(Records from a data source)
══════════

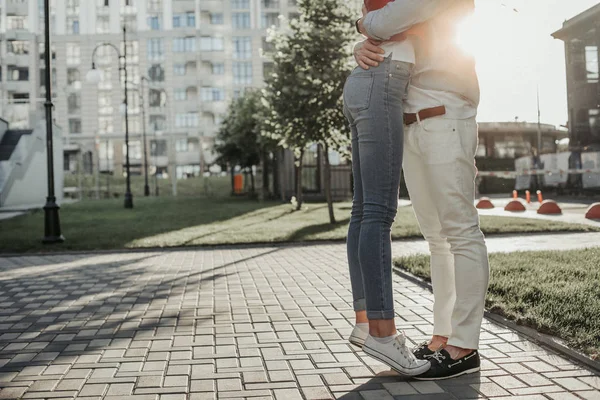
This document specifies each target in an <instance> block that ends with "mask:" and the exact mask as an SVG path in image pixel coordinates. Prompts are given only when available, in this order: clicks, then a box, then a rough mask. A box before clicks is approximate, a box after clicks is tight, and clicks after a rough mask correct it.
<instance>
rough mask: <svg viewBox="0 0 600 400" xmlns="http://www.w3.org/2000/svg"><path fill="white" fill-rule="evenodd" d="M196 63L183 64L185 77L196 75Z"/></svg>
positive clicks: (196, 68) (188, 62)
mask: <svg viewBox="0 0 600 400" xmlns="http://www.w3.org/2000/svg"><path fill="white" fill-rule="evenodd" d="M196 69H197V67H196V61H188V62H186V63H185V74H186V75H192V76H193V75H195V74H196Z"/></svg>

══════════

== Required action ==
Give back, unchanged, every line from the one with "rough mask: <svg" to the end of the entries above.

== Finished task ==
rough mask: <svg viewBox="0 0 600 400" xmlns="http://www.w3.org/2000/svg"><path fill="white" fill-rule="evenodd" d="M196 63L183 64L185 77L196 75Z"/></svg>
positive clicks: (196, 68) (188, 62)
mask: <svg viewBox="0 0 600 400" xmlns="http://www.w3.org/2000/svg"><path fill="white" fill-rule="evenodd" d="M196 69H197V67H196V61H188V62H186V63H185V74H186V75H192V76H193V75H195V74H196Z"/></svg>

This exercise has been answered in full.